- Complete the following
1. In the post about the telescope projects, which institution did the writer recently move to?
2. Extend the post about the telescope projects and social justice, picking up right after its last sentence.

- Reading passage
--
As disclosure, I recently moved from a Thirty-Meter Telescope (TMT) partner institution (Caltech) to a Giant Magellan Telescope (GMT) institution that is in indirect competition with the TMT (Harvard). Also, while I was at Caltech, I rarely hesitated to express my ambivalence about the TMT project. Thus, I recognize that many will interpret what I write as simply anti-TMT. This is as unfortunate as it is inevitable. The truth is that I am pro-social justice. Anyone who has followed this blog or my Twitter feed over the past year should be able to understand that I am not expressing any new viewpoints herein. Indeed, my only inconsistency would be in not speaking out for fear of reprisal. I have been inspired by the Twitter feeds of @siouxpernova@IBJIYONGI and @DNLee5, which have been compiled on Storify here and here, by @docfreeride and @elakdawalla, respectively. Chanda has also written a beautiful and poignant essay here. If they can speak up, then surely as a tenured professor, I can speak up as well. 

Downtown St. Louis via
My mother recently told me about a time when I was eight or nine years old, riding in the car with her as she drove through inner-city St. Louis. I was staring out the window and I asked her, "Mom, why are there so many Black people in this part of the city?" 

My Mom answered, "Well, this is where they can afford to live." 

"But why are they all so poor?"

"Because there are no jobs here, and white people won't hire them in other parts of town."

To be honest, I don't remember this conversation. But as my Mom recently remarked after telling me the story, "I think that conversation planted a seed in your mind. You were always so quiet, but I knew there was a lot going on in your head. Your sister was the vocal one back then, but now here you are, the social justice activist!"
--
- Available data
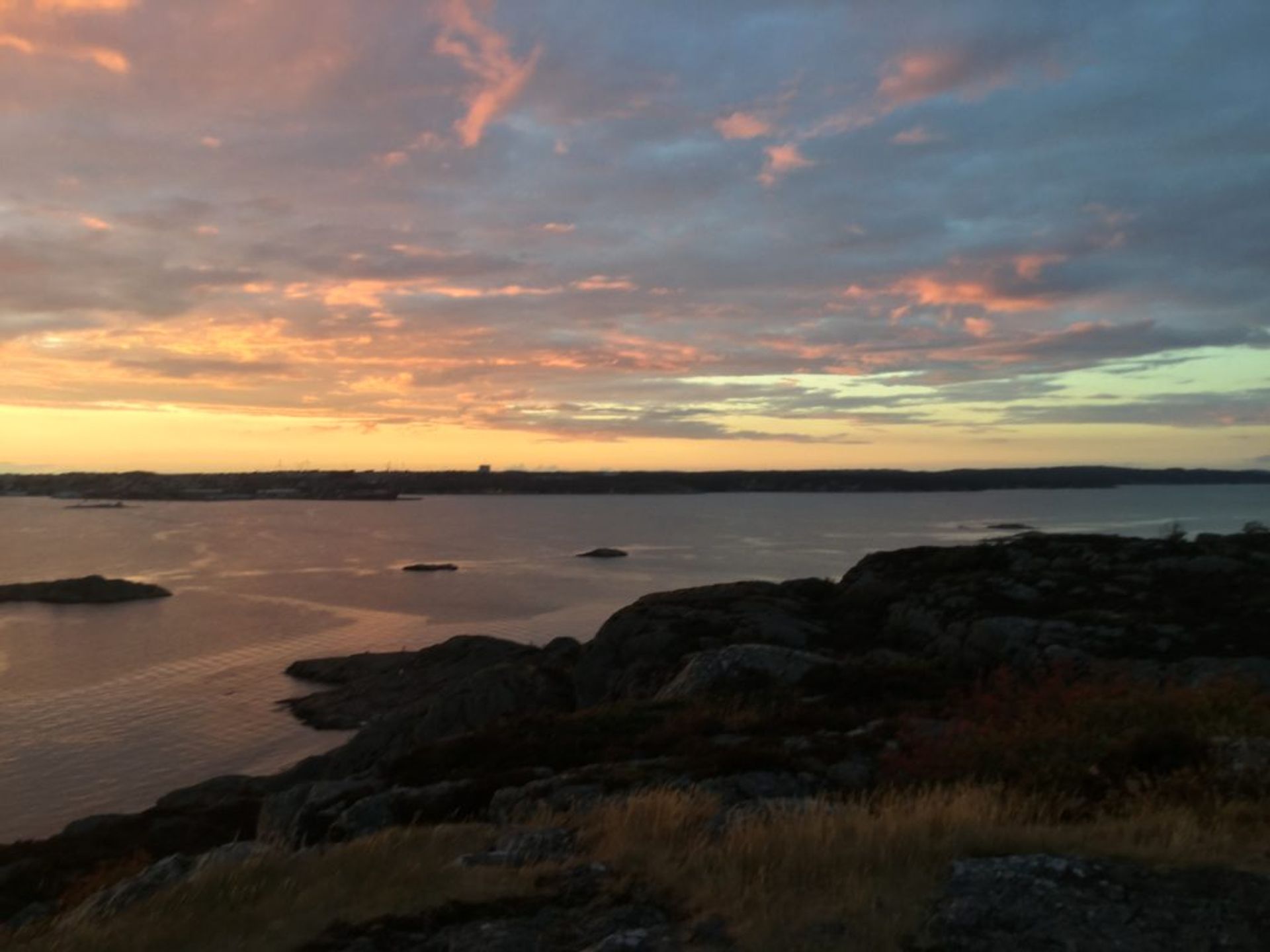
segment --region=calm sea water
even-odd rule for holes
--
- Task responses
1. Harvard, a Giant Magellan Telescope institution.

2.
It did, indeed, plant a seed in my mind. I was also very fortunate to have a mother, who despite being white, was and is very much aware of the mechanisms of racial injustice, and she was willing to be honest about them with her young son. I guess having her parents disown her because she decided to love and marry a Black man taught her a thing or two about social justice.

Nearly twenty years after that conversation with my mother, I moved to Hawaiʻi as a postdoctoral researcher at the Institute for Astronomy. I moved there with my wife and my two-year-old son, and upon arrival we quickly learned one important fact of living in Hawaiʻi: it is expensive. Not Berkeley expensive. Not Pasadena expensive. It's a special kind of expensive that results in a gallon of milk going for \$7 and a box of Cheerios running about \$6. Since my fellowship didn't have a cost-of-living adjustment, and since we were raising one child and my wife pregnant with another, I decided to search for a supplemental source of income. (We were also denied pre-natal insurance because Hawaii was one of five states without a mandate for such coverage, and so my wife's pregnancy was deemed a "preexisting condition," forcing us to pay for the birth of my second child out of pocket. But that's a story for another day.)

It turns out that Honolulu has an extensive underground gambling network, mostly run out of people's homes and apartments. I had played online poker extensively as a graduate student, and I had an astronomy friend who knew a Honolulu local who vouched for me to get into a game a couple nights a week. The people I met there got me into other games, notably on the "windward side" of the island. I traveled from spot to spot on different nights of the week (games usually started after 10pm), and my knowledge of poker strategy and conditional probability allowed me to relieve many a businessman of his discretionary income in order to buy diapers.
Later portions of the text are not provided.